- TEXT EXCERPT
The US Immigration Today

Immigration remains a valuable source of the labor force for the contemporary US. Economic experts unanimously claim that despite the competition rise the overall impact of the US immigration is positive. However, the recent ban on Muslim countries refugees considerably lowered the general entry rates. The research aims at evaluating the US immigration from the economic, cultural and social viewpoint. It suggests the overall significance of immigration as an integral part of multicultural, tolerant and democratic society.

- PROBLEM REQUIREMENTS
Carry on the passage on US immigration today, beginning after its final sentence. The records that follow come from a separate source and are unrelated to the passage on US immigration.

- RECORDS

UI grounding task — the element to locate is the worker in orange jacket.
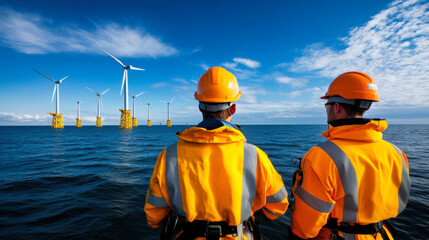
[145,67,289,240]
[289,72,410,240]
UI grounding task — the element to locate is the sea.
[0,125,429,240]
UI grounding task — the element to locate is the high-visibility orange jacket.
[291,119,410,239]
[145,121,289,239]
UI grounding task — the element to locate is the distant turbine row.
[33,49,174,129]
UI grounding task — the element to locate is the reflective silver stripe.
[267,185,287,203]
[318,141,359,222]
[147,191,168,207]
[240,143,257,222]
[165,143,186,217]
[341,232,356,240]
[242,224,253,240]
[295,179,334,213]
[263,207,283,217]
[391,144,411,214]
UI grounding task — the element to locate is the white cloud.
[171,78,189,84]
[0,8,178,58]
[200,63,210,71]
[289,0,429,107]
[276,76,308,87]
[0,112,52,124]
[232,58,261,68]
[284,87,325,99]
[222,62,238,70]
[239,86,267,104]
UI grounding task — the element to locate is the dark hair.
[201,105,234,120]
[339,103,368,117]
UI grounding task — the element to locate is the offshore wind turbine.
[147,102,152,127]
[33,69,68,128]
[102,49,145,129]
[130,92,144,127]
[86,87,110,127]
[160,96,175,127]
[76,100,82,127]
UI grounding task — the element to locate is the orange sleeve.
[256,148,289,220]
[144,149,171,228]
[291,147,335,239]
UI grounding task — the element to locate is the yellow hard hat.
[320,72,380,102]
[194,67,241,103]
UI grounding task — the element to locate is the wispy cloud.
[276,76,308,87]
[0,8,178,58]
[240,86,267,103]
[171,78,189,84]
[232,58,261,68]
[151,82,168,88]
[200,63,210,70]
[0,112,52,124]
[222,58,261,70]
[289,0,429,106]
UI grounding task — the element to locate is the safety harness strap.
[323,218,389,240]
[183,220,239,240]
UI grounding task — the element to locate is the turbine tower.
[160,97,175,127]
[86,87,110,127]
[76,101,82,127]
[33,69,68,128]
[147,102,152,127]
[130,92,144,127]
[103,50,144,129]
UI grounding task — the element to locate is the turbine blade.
[33,68,55,82]
[130,65,146,71]
[58,76,68,83]
[51,84,57,103]
[121,69,127,95]
[86,87,98,95]
[101,49,126,68]
[168,96,176,103]
[136,92,144,97]
[100,88,110,95]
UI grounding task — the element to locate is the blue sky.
[0,0,429,125]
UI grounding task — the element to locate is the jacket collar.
[197,119,241,130]
[322,118,387,142]
[176,119,246,143]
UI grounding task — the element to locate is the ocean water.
[0,125,429,240]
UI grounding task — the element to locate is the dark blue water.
[0,125,429,239]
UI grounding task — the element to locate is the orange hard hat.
[194,67,241,103]
[320,72,380,102]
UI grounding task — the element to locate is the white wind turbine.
[130,92,144,118]
[147,102,150,121]
[77,101,81,119]
[33,69,68,114]
[147,102,152,127]
[86,87,110,117]
[102,49,145,110]
[159,96,176,120]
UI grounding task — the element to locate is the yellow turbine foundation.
[95,117,103,127]
[49,113,64,128]
[76,118,82,127]
[119,109,133,129]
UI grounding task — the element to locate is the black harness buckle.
[204,224,222,237]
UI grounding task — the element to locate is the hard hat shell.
[320,72,380,102]
[194,67,241,103]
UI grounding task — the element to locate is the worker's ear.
[231,104,237,115]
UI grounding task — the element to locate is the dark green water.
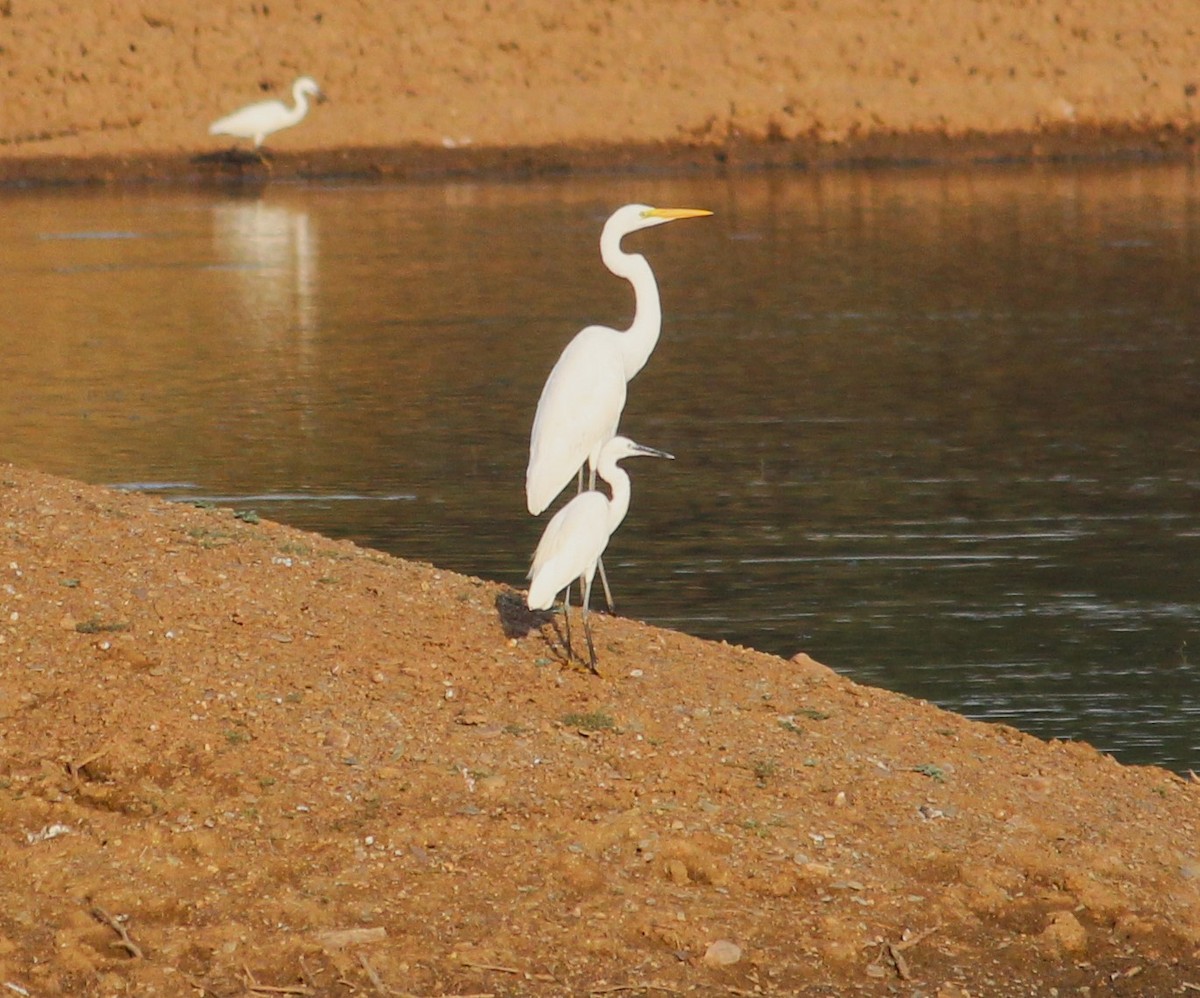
[0,168,1200,770]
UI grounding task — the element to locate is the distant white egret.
[526,437,672,672]
[209,77,325,150]
[526,204,713,609]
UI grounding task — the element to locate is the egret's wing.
[527,492,608,609]
[526,326,625,516]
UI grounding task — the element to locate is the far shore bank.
[0,127,1200,190]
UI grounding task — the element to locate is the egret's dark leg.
[580,573,600,675]
[563,575,575,662]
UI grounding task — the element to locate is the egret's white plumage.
[526,437,671,672]
[209,77,325,149]
[526,204,713,516]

- ANSWER FOR THIS EXERCISE
The immigration is contemporarily beneficial from the economic aspect. The long-term research in the University of Pennsylvania revealed profit rise and “unlikely replacement” of the native-born workers by the immigrant semi-skilled ones (PPI, 2016). In addition, the entry of the immigrant force into the labor market created the pretext for competition intensifying. This specialty indirectly influenced the quality of services and goods that worked in two ways. On the one hand, it motivates native workers to improve their qualifications not to be replaced. On the other, the native-born workers are “pushed” into higher-paying occupations and the overall pace of innovation moves forward (PPI, 2016). This opinion is supported by Dustmann, Glitz, and Frattini (2008, p. 477), who support the idea that immigration waves do not “depress wages… or lead to negative employment.” Consequently, the major argument of the anti-immigrant lobby is invalid from the practical viewpoint.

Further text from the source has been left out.